=== DATA LISTING ===

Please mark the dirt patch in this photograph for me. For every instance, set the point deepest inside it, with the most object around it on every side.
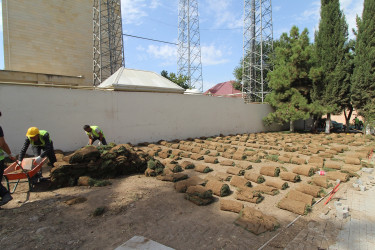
(105, 217)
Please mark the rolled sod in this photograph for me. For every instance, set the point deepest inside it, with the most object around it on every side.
(239, 156)
(284, 159)
(218, 188)
(240, 182)
(288, 176)
(276, 183)
(244, 165)
(334, 175)
(200, 191)
(196, 157)
(172, 177)
(270, 171)
(247, 194)
(255, 221)
(187, 165)
(297, 207)
(299, 196)
(202, 168)
(211, 159)
(306, 170)
(230, 205)
(235, 171)
(333, 165)
(266, 189)
(299, 161)
(223, 176)
(310, 189)
(185, 154)
(254, 177)
(196, 150)
(174, 167)
(150, 172)
(353, 161)
(182, 186)
(227, 163)
(321, 181)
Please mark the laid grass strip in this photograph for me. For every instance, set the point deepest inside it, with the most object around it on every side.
(297, 207)
(299, 196)
(255, 221)
(230, 205)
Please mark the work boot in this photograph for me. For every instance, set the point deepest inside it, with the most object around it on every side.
(6, 198)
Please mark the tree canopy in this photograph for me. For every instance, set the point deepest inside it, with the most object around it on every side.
(363, 88)
(289, 81)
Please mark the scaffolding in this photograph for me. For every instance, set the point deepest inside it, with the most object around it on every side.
(257, 48)
(108, 51)
(189, 51)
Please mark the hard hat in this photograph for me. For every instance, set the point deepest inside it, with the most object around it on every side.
(32, 131)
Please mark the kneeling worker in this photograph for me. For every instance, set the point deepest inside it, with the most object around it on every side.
(39, 140)
(94, 133)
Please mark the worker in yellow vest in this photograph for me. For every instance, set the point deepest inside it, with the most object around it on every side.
(94, 133)
(4, 148)
(39, 140)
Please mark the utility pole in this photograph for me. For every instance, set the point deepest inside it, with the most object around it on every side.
(257, 48)
(108, 50)
(189, 51)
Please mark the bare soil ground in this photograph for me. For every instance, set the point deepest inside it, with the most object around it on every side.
(139, 205)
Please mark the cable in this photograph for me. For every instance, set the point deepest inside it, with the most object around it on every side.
(149, 39)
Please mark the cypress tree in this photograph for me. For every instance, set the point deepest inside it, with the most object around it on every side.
(363, 88)
(330, 75)
(289, 81)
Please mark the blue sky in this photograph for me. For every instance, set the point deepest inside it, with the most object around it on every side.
(221, 26)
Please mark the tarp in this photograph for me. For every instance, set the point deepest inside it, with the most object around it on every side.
(141, 81)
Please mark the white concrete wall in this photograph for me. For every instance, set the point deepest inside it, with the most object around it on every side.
(124, 116)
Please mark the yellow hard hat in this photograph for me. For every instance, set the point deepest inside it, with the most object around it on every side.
(32, 131)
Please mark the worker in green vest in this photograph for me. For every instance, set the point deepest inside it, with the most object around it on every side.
(94, 133)
(39, 140)
(4, 148)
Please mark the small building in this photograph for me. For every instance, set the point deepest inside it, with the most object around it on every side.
(224, 89)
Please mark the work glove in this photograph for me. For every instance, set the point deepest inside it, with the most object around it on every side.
(38, 160)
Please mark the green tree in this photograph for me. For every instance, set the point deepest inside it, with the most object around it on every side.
(331, 84)
(289, 81)
(363, 88)
(180, 80)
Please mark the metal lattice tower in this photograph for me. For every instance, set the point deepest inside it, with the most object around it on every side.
(258, 46)
(108, 51)
(189, 51)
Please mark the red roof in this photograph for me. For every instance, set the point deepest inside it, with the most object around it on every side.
(224, 89)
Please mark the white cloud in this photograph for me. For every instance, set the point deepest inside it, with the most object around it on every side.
(133, 11)
(166, 53)
(222, 14)
(212, 55)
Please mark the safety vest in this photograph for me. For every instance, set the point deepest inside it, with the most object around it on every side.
(93, 132)
(41, 134)
(2, 156)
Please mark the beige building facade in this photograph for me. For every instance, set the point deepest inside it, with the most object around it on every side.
(49, 37)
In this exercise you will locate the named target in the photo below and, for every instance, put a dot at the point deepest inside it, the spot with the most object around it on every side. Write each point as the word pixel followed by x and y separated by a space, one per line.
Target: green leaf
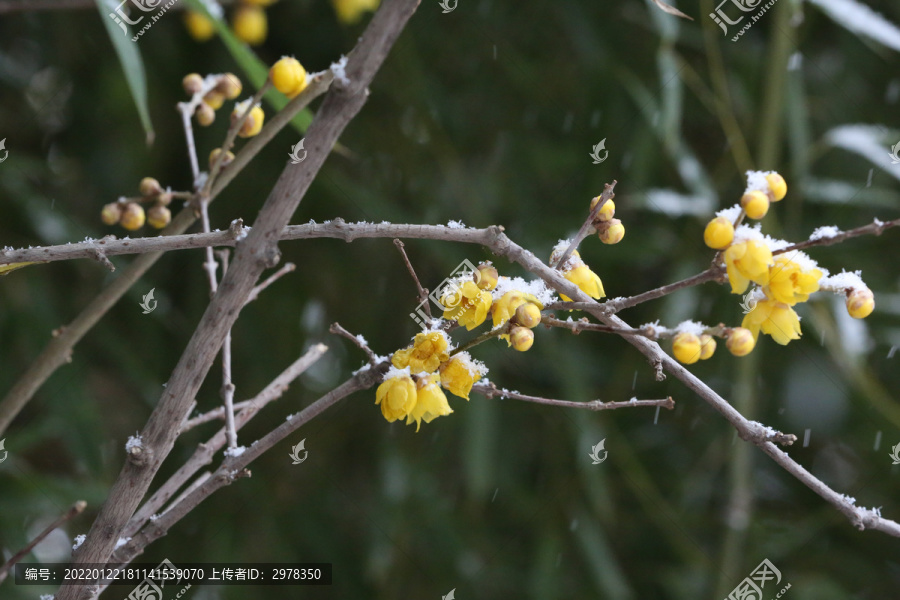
pixel 255 70
pixel 132 65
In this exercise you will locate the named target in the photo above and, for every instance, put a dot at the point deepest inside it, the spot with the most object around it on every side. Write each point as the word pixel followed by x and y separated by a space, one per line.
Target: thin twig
pixel 234 467
pixel 217 413
pixel 357 340
pixel 284 270
pixel 423 293
pixel 75 510
pixel 489 390
pixel 588 225
pixel 488 335
pixel 205 451
pixel 227 391
pixel 228 144
pixel 59 350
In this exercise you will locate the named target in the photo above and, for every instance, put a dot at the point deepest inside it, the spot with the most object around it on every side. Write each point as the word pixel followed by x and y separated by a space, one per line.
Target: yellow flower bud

===

*TASK STATEMENT*:
Apart from the pictures, every line above must be printed exactly.

*RESPONSE TO THE EXERCISE*:
Please mark the dirt patch in this photograph for me. For every instance, set the point deepest inside it, with the most object around it on every side.
(105, 217)
Please mark the rolled sod in this photograph for me. For every instance, set the point deepest inside it, with the most object around it on every side.
(239, 156)
(284, 159)
(218, 188)
(240, 182)
(288, 176)
(276, 183)
(244, 165)
(334, 175)
(200, 191)
(196, 157)
(172, 177)
(270, 171)
(247, 194)
(255, 221)
(187, 165)
(297, 207)
(299, 196)
(202, 168)
(211, 159)
(306, 170)
(230, 205)
(235, 171)
(333, 165)
(266, 189)
(299, 161)
(223, 176)
(310, 189)
(185, 154)
(254, 177)
(196, 150)
(174, 167)
(150, 172)
(353, 161)
(182, 186)
(227, 163)
(321, 181)
Please mark the laid grass strip in this photograph for me. For every instance, set the point deepest inside it, with the most object around it on every side.
(297, 207)
(299, 196)
(255, 221)
(230, 205)
Please mark the work boot in this photograph for me. For every instance, set the point deepest inside it, with the most object around it on every side.
(6, 198)
Please mark the tree canopy in this photograph for me. For every instance, set the point deepest inside it, with the most object around it on every side.
(363, 88)
(289, 81)
Please mark the scaffolding in this photograph for me. For every instance, set the point deepest inside it, with the most object around it on every side.
(257, 48)
(108, 51)
(189, 51)
Please mark the hard hat in this photograph for me. For every instance, set the point deepest inside it, with the most object around it on every side.
(32, 131)
Please mark the kneeling worker in this photograph for me. For every instance, set the point deepest inside it, with the most object around it on every side.
(39, 140)
(94, 133)
Please mark the worker in yellow vest in this photograph for me. For every instance, set the point deepest inside it, with the most object around it on every side.
(94, 133)
(4, 148)
(39, 140)
Please mark the utility pole in this photograph for me. For every instance, set the point deepest inside it, with the most object around it on every side.
(257, 48)
(108, 50)
(189, 51)
Please mark the bare soil ground in this photograph for me. For every instance, set the point deepest inside it, with the most object around it on every side.
(139, 205)
Please mark the cable in this photograph for me. For every instance, set the point deepest inside it, with the most object around it on every side.
(149, 39)
Please mark the cypress tree in this photograph for me. For every instance, set the point deepest inside it, with the most object around it on every side.
(363, 88)
(330, 75)
(289, 81)
Please mark the blue sky in this photograph for me. For every instance, set the point deepest inside it, with the most object around it on every side.
(221, 26)
Please mark the tarp in this photograph for me. For every instance, set the point deepest inside it, with the most object around it on every side.
(141, 81)
Please mark the white concrete wall in this photograph for me. For every instance, set the point deepest inside it, with the most object around it on every side.
(124, 116)
Please mark the yellow hard hat in this photograph for me. For every instance, set the point deepest inside it, with the most object around it on every side.
(32, 131)
Please mark the worker in green vest in this photograph for me. For every instance, set the point deepest inside it, with the most object around it on every side.
(94, 133)
(39, 140)
(4, 148)
Please mark the small building in this photograph for me. For every instance, set the point deepest inside it, with the most object around it on every side.
(224, 89)
Please mark the work glove in this photograph for me. For every instance, set the point deepest inside it, with the most object around it on every side.
(38, 160)
Please mark the green tree in this photograph for me. For every instance, set the point deepest inside it, with the most object around it on every side.
(331, 84)
(289, 81)
(363, 88)
(180, 80)
Please mark the metal lattice tower in this photograph for me. For every instance, set the point deepest inside it, with the most object around it on every side.
(258, 46)
(108, 51)
(189, 51)
Please mark the red roof in this photograph for me. For every instance, set the point deepest inside it, with the most object around it on every side.
(224, 89)
Please mark the white cloud in this photograph for me. For every instance, set the point deepest inside it, with the most object around it on every side.
(133, 11)
(166, 53)
(222, 14)
(212, 55)
Please mark the safety vest in this photograph for me. For every instance, set the point deepest inside it, with the most object around it on every side.
(93, 132)
(41, 134)
(2, 156)
Please mark the beige building facade in this photograph for me. For every instance, set the point deepest inside it, with the most object around it on every side.
(49, 37)
In this exercise you will locate the named target in the photo below and, for every instance, put a dot at the point deepest inside it, the spot with the most object around it on every side. Write each point as the word pixel followed by x and y separated by a space, one per line.
Target: green leaf
pixel 255 70
pixel 132 65
In this exercise you will locate the named target in the photo above and, for every instance, put a dot at the point deepest inside it, the spot with the most object around it on every side. Write each point as the word pixel followed by x and y separated by a space, one per line.
Target: thin twig
pixel 234 467
pixel 217 413
pixel 357 340
pixel 284 270
pixel 423 293
pixel 75 510
pixel 489 390
pixel 588 225
pixel 488 335
pixel 205 451
pixel 227 391
pixel 228 144
pixel 59 350
In this exercise you will locate the named target in the photo above and, for every instance, put a dot at the point deepest inside it, the spot with the most object around it on every side. Write each point as the word pixel followed by x and y separated by a space, one per line.
Target: yellow flower bud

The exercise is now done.